## START Stored records
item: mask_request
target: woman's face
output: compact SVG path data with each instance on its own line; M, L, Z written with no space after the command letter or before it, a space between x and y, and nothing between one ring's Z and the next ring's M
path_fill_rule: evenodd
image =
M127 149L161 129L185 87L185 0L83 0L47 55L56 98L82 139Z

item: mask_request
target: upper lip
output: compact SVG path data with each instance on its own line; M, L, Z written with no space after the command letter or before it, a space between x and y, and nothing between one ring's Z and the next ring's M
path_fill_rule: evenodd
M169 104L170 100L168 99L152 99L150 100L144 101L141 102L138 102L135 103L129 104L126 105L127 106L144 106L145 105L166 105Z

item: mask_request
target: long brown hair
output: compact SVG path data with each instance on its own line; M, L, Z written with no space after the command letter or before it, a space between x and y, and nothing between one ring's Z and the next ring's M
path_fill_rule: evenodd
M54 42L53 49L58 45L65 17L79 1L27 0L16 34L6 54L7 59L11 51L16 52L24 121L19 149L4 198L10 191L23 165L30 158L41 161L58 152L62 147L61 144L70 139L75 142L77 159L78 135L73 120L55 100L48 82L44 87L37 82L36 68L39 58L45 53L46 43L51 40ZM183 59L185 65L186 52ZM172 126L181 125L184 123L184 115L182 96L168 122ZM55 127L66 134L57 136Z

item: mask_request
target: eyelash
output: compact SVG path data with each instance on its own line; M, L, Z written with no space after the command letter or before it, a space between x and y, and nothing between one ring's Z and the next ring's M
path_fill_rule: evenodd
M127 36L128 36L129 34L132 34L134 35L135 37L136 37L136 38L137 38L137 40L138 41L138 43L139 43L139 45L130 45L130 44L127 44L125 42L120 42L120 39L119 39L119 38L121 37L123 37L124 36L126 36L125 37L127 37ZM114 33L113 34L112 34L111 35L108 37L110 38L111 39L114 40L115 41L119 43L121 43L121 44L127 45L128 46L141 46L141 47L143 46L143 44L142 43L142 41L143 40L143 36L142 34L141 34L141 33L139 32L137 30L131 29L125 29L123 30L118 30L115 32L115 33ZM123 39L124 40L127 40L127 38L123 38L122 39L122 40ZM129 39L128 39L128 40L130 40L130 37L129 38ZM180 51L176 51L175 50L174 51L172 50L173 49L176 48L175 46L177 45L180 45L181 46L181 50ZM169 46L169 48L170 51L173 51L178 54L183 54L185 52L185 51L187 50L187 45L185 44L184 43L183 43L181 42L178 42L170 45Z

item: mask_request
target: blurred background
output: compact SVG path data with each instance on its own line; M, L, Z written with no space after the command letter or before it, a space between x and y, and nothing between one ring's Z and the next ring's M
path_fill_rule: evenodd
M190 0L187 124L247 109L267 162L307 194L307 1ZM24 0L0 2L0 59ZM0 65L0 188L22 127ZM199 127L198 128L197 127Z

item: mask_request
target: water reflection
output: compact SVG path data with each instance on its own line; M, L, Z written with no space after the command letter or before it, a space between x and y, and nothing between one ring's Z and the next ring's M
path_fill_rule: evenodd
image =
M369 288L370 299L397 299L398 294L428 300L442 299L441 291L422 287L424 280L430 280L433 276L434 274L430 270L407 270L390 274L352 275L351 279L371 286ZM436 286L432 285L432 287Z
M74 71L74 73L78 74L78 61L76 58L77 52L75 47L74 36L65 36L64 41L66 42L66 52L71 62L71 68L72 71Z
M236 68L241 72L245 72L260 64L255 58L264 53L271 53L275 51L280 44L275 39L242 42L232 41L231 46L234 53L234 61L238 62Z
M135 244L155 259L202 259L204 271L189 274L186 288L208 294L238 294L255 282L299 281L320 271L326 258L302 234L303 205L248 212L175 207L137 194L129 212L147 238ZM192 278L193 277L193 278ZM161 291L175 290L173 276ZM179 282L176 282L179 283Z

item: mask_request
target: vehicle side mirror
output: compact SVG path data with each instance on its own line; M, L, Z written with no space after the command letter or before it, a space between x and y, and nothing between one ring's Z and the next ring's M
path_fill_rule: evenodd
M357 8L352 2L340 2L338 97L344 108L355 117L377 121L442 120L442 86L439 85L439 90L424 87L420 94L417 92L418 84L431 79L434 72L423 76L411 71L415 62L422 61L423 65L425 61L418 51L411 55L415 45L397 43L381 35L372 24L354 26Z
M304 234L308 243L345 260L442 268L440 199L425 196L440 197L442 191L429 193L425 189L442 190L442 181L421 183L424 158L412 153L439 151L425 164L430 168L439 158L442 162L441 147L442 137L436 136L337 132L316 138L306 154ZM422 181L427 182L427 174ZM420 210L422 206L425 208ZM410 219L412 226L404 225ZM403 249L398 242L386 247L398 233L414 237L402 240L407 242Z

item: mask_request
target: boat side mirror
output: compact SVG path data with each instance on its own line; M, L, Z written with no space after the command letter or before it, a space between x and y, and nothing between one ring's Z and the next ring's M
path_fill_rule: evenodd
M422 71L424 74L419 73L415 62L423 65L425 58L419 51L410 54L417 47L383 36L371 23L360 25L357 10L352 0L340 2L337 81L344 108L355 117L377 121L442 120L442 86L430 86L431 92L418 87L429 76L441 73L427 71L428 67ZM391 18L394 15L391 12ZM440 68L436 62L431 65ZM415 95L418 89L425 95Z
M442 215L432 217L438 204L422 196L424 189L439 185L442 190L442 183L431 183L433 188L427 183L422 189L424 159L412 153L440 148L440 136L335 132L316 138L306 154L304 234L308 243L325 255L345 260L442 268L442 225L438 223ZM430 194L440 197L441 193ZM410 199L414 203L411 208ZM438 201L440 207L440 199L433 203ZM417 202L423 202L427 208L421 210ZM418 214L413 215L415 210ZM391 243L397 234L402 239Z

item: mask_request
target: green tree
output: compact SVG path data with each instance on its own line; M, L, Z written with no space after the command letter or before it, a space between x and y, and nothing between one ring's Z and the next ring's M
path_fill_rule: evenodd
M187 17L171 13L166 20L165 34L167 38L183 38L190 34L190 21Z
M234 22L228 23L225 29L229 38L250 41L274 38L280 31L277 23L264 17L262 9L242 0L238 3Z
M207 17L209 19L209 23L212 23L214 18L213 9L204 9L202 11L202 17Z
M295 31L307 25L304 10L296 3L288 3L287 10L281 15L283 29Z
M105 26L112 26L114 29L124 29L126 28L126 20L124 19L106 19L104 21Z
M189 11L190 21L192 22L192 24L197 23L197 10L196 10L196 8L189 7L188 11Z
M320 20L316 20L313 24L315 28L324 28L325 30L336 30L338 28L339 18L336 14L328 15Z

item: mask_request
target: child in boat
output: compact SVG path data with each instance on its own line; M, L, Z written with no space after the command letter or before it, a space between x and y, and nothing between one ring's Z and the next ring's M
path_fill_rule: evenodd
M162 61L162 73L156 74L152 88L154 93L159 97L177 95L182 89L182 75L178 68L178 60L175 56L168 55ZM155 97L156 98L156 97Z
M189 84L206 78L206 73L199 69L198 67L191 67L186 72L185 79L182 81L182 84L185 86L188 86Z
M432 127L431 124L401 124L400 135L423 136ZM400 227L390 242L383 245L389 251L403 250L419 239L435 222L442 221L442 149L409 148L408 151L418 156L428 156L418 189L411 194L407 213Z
## END Stored records
▶ **Given request**: Put each line of the listing above into a Markdown table with two columns, Row and Line, numbering the rows in order and leaving out blank lines.

▶ **Finished answer**:
| Row | Line |
|---|---|
| 1 | item: mask_request |
| 2 | target: woman's face |
| 3 | output: compact SVG path data with each instance on its own line; M, L, Z written with no space after the command letter or before it, a space between x and y, and nothing between one ring's Z and the next ring's M |
| 4 | path_fill_rule: evenodd |
| 5 | image = |
| 6 | M127 149L161 129L185 87L185 0L83 0L47 55L56 98L82 139Z |
| 7 | item: mask_request |
| 8 | target: upper lip |
| 9 | output: compact SVG path data with each instance on its own line; M, L, Z written with no space after the command letter or before it, a space between x and y, and nothing between one ring's Z and the next ring's M |
| 10 | path_fill_rule: evenodd |
| 11 | M169 104L170 100L168 99L152 99L150 100L144 101L141 102L138 102L135 103L129 104L126 105L127 106L144 106L145 105L166 105Z |
| 12 | item: mask_request |
| 13 | target: long brown hair |
| 14 | output: compact SVG path data with each instance on its own line; M, L, Z written with no space after the command letter or before it, a space between x and y, and nothing between one ring's Z and the next ring's M |
| 15 | path_fill_rule: evenodd |
| 16 | M54 42L53 49L58 45L65 17L79 1L27 0L16 34L6 54L7 59L11 51L16 52L24 121L19 149L4 198L10 191L23 165L30 158L41 161L58 152L62 147L61 144L70 139L75 142L77 159L78 135L73 120L55 100L48 82L44 87L37 82L36 68L39 58L45 53L46 43L51 40ZM183 59L185 65L186 52ZM172 126L181 125L184 123L184 115L182 96L168 122ZM55 127L66 134L57 136Z |
| 17 | item: mask_request |
| 18 | target: eyelash |
| 19 | output: compact SVG path data with each instance on its own line; M, L, Z written with no space after the command letter or before it, a space between x and y, and nothing between one ring's Z and the next ring's M |
| 20 | path_fill_rule: evenodd |
| 21 | M127 36L128 36L129 34L132 34L134 35L135 37L136 37L136 38L137 38L137 40L138 41L138 43L139 43L139 45L130 45L130 44L127 44L125 42L120 42L120 39L119 39L119 38L121 37L123 37L124 36L126 36L125 37L127 37ZM114 33L113 34L112 34L111 35L108 37L110 38L111 39L114 40L115 41L119 43L121 43L121 44L127 45L128 46L141 46L141 47L143 46L143 44L142 43L142 41L143 40L143 36L142 34L141 34L141 33L139 32L137 30L131 29L125 29L123 30L118 30L115 32L115 33ZM123 39L124 40L127 40L127 38L123 38L122 39L122 40ZM129 39L128 39L128 40L130 40L130 37L129 38ZM180 51L176 51L175 50L174 51L172 50L173 49L176 48L175 46L177 45L180 45L181 46L181 50ZM169 46L169 48L170 51L173 51L178 54L183 54L185 52L185 51L187 50L187 45L185 44L184 43L183 43L181 42L178 42L170 45Z |
| 22 | item: mask_request |
| 23 | target: blurred background |
| 24 | output: compact SVG path data with each instance on its own line; M, L, Z written with no space after the command letter or before it, a space between x and y, and nothing between one ring's Z and the next ring's M |
| 25 | path_fill_rule: evenodd |
| 26 | M190 0L187 124L247 109L267 162L307 194L307 1ZM24 0L0 2L0 59ZM0 65L0 188L22 127ZM199 127L198 128L197 127Z |
| 27 | item: mask_request |
| 28 | target: water reflection |
| 29 | output: compact SVG path data with each instance on its own line; M, L, Z written with no space after the command letter or before it, a space between x and y, and nothing between one ring's Z and the next ring's M |
| 30 | path_fill_rule: evenodd |
| 31 | image = |
| 32 | M369 288L370 299L397 299L398 294L428 300L442 299L441 291L422 287L424 280L430 280L433 276L434 274L430 270L407 270L390 274L352 275L351 279L371 286ZM436 286L432 285L432 287Z |
| 33 | M74 71L74 73L78 74L78 61L76 58L77 52L75 47L74 36L65 36L64 41L66 42L66 52L71 62L71 68L72 71Z |
| 34 | M236 68L241 72L245 72L260 64L255 58L264 53L271 53L275 51L280 44L275 39L242 42L232 41L231 46L234 53L234 61L238 62Z |
| 35 | M135 244L155 259L202 259L204 271L189 274L186 288L208 294L238 294L255 282L299 281L320 271L326 258L302 234L303 205L248 212L175 207L137 194L129 212L147 238ZM192 278L193 277L193 278ZM161 291L175 290L173 276ZM179 282L176 282L179 283Z |
| 36 | item: mask_request |
| 37 | target: vehicle side mirror |
| 38 | output: compact SVG path data with each instance on its own line; M, L, Z written with no space after the command letter or before it, a space between x and y, and nothing between one ring's Z and the next ring's M |
| 39 | path_fill_rule: evenodd |
| 40 | M357 8L352 2L340 2L338 97L344 108L355 117L377 121L442 120L442 86L439 85L439 90L424 87L420 94L417 92L418 84L431 79L434 72L423 76L411 71L415 62L422 61L423 65L425 61L418 51L411 55L415 45L397 43L381 35L372 24L354 26Z |
| 41 | M304 234L308 243L345 260L442 268L440 199L425 196L440 197L442 191L429 193L425 189L442 190L442 181L421 183L424 158L412 153L439 151L425 164L430 168L439 158L442 162L441 147L442 137L436 136L337 132L316 138L306 154ZM422 181L427 182L427 174ZM420 210L422 206L425 208ZM410 219L412 226L404 225ZM403 249L398 242L386 247L398 233L414 237L402 240L407 242Z |
| 42 | item: mask_request |
| 43 | target: boat side mirror |
| 44 | output: compact SVG path data with each instance on its own line; M, L, Z written with no space after the command letter or before it, a space between x and y, and nothing between one ring's Z and the next ring's M |
| 45 | path_fill_rule: evenodd |
| 46 | M422 71L424 74L419 73L415 62L423 65L425 58L419 51L410 54L417 47L383 36L371 23L360 25L357 10L352 0L340 2L337 81L344 108L355 117L377 121L442 120L442 86L430 86L431 92L418 87L429 76L441 73L427 71L428 67ZM391 18L394 15L391 12ZM440 68L436 62L431 65ZM415 95L418 89L425 95Z |
| 47 | M442 215L432 217L438 204L422 196L424 189L439 185L442 190L442 183L431 183L433 188L427 183L422 189L424 159L412 153L440 148L440 136L335 132L316 138L306 154L304 234L308 243L325 255L345 260L442 268L442 225L438 223ZM430 194L440 197L441 193ZM410 199L414 203L411 208ZM438 201L440 207L440 199L433 203ZM417 202L423 202L427 208L421 210ZM418 214L413 215L415 210ZM391 243L397 234L402 239Z |
| 48 | item: mask_request |
| 49 | target: green tree |
| 50 | output: compact SVG path data with each instance on its own line; M, L, Z written with no space after the command letter or before it, a space between x and y, and nothing between one ring's Z and the next ring's M |
| 51 | path_fill_rule: evenodd |
| 52 | M187 17L171 13L166 20L165 34L167 38L183 38L190 34L190 21Z |
| 53 | M234 22L228 23L225 29L229 38L250 41L274 38L280 31L277 23L264 17L262 9L242 0L238 3Z |
| 54 | M207 17L209 19L209 23L212 23L214 18L213 9L204 9L202 11L202 17Z |
| 55 | M295 31L307 25L304 10L296 3L288 3L287 10L281 15L283 29Z |
| 56 | M105 26L112 26L114 29L124 29L126 28L126 20L124 19L106 19L104 21Z |
| 57 | M189 11L190 21L192 22L192 24L197 23L197 10L196 10L196 8L189 7L188 11Z |
| 58 | M320 20L316 20L313 24L315 28L324 28L325 30L336 30L338 28L339 18L336 14L328 15Z |
| 59 | item: mask_request |
| 60 | target: child in boat |
| 61 | output: compact SVG path data with each instance on its own line; M, L, Z written with no space after the command letter or before it, a space between x and y, and nothing between one ring's Z and the next ring's M |
| 62 | path_fill_rule: evenodd |
| 63 | M162 61L162 73L156 74L152 88L154 93L159 97L177 95L182 89L182 75L178 68L178 60L175 56L168 55ZM155 97L156 98L156 97Z |
| 64 | M189 84L206 78L206 73L199 69L198 67L191 67L186 72L185 79L182 81L182 84L185 86L188 86Z |
| 65 | M432 127L431 124L401 124L400 135L423 136ZM400 227L390 242L383 245L389 251L403 250L419 239L435 222L442 221L442 149L409 148L408 151L418 156L428 156L418 189L411 194L407 213Z |